GIVEN TASK 1: In the interview excerpt, what did the speaker not expect the other person to be doing?
GIVEN TASK 2: Translate this sentence from the interview excerpt into Spanish: "And like you said, obviously, build a community and clearly you're doing it well, if you have people coming back to you that have tried your product, how are you managing running that yourself, and if everything else is covered, but you still are obviously doing all this other stuff?"
GIVEN TASK 3: Name every company or platform that the interview excerpt mentions.

━━━ EXCERPTED PASSAGE ━━━

That's interesting. So I didn't expect you to be running your own social media considering like Shopify Plus, you know, I try not to get into numbers, but we can all assume probably what you guys are doing in revenue, run and running Facebook, and Instagram specifically is a challenge to do it yourself, if you know B to get it done correctly. And like you said, obviously, build a community and clearly you're doing it well, if you have people coming back to you that have tried your product, how are you managing running that yourself, and if everything else is covered, but you still are obviously doing all this other stuff?

━━━ GIVEN INFORMATION ━━━

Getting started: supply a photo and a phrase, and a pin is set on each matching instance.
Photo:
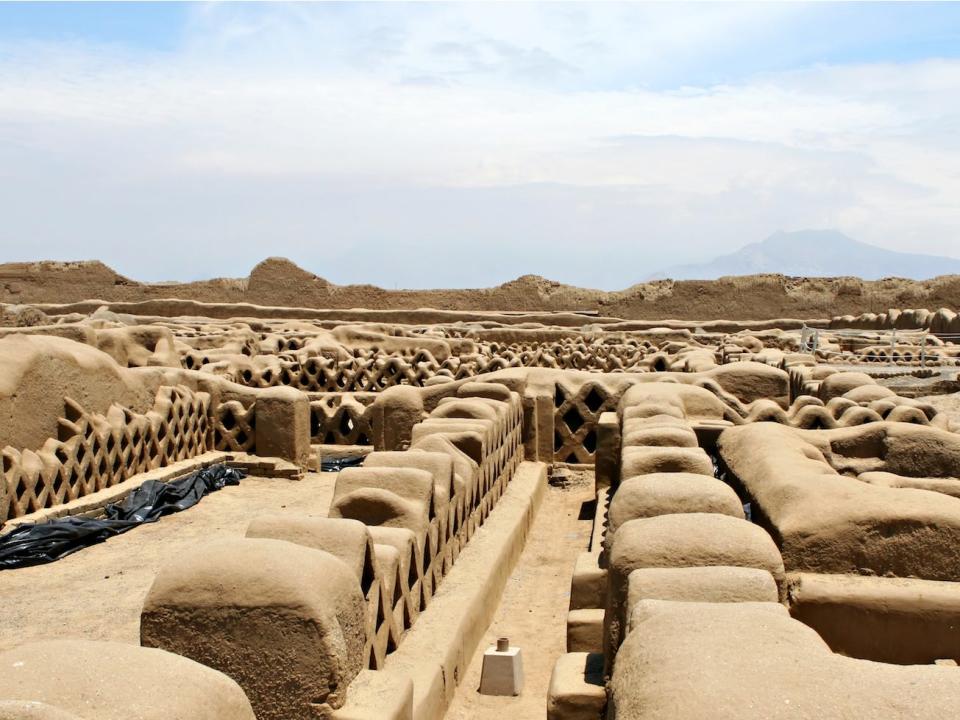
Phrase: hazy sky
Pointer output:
(427, 145)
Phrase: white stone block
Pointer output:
(502, 672)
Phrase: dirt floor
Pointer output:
(277, 281)
(533, 609)
(948, 404)
(97, 592)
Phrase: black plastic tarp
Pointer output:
(39, 543)
(338, 464)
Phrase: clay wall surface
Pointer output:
(277, 281)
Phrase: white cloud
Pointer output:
(361, 132)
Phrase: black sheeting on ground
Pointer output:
(39, 543)
(338, 464)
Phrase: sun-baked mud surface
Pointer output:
(534, 605)
(97, 593)
(277, 281)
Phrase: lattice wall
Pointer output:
(341, 419)
(234, 427)
(577, 412)
(369, 371)
(98, 451)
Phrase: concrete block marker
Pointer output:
(502, 672)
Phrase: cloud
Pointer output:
(433, 145)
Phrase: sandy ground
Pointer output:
(97, 592)
(948, 404)
(533, 609)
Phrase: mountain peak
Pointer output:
(816, 253)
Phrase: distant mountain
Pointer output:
(816, 253)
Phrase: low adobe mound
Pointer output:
(278, 281)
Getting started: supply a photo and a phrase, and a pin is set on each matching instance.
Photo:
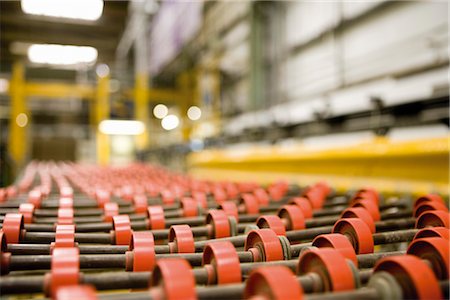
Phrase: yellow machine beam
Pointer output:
(414, 166)
(17, 144)
(102, 109)
(141, 108)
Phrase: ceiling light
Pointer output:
(194, 113)
(121, 127)
(90, 10)
(61, 54)
(160, 111)
(170, 122)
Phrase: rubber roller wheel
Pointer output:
(441, 232)
(358, 234)
(181, 239)
(142, 249)
(273, 222)
(65, 215)
(304, 205)
(122, 229)
(274, 282)
(80, 292)
(413, 275)
(12, 226)
(338, 242)
(427, 206)
(436, 251)
(262, 196)
(4, 255)
(140, 203)
(110, 210)
(366, 193)
(330, 265)
(265, 245)
(429, 198)
(249, 204)
(189, 207)
(173, 279)
(27, 210)
(64, 236)
(433, 218)
(156, 219)
(230, 208)
(370, 206)
(360, 213)
(292, 217)
(65, 268)
(222, 263)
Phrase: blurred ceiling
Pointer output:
(19, 29)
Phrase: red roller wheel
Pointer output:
(230, 208)
(189, 207)
(64, 236)
(358, 234)
(111, 209)
(360, 213)
(5, 256)
(35, 197)
(79, 292)
(142, 247)
(65, 215)
(292, 217)
(249, 204)
(140, 203)
(173, 279)
(331, 267)
(413, 275)
(122, 229)
(426, 206)
(65, 268)
(222, 263)
(428, 198)
(181, 239)
(218, 224)
(436, 251)
(370, 206)
(262, 196)
(156, 217)
(433, 218)
(339, 242)
(27, 210)
(441, 232)
(265, 245)
(272, 222)
(304, 205)
(12, 227)
(272, 282)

━━━

FINISHED ANSWER 1: Running their own social media.

FINISHED ANSWER 2: Y como dijiste, obviamente, construir una comunidad, y claramente lo estás haciendo bien si tienes gente que vuelve a ti después de haber probado tu producto; ¿cómo te las arreglas para gestionar eso por tu cuenta, si todo lo demás está cubierto, pero aun así, obviamente, sigues haciendo todas estas otras cosas?

FINISHED ANSWER 3: Shopify Plus, Facebook, Instagram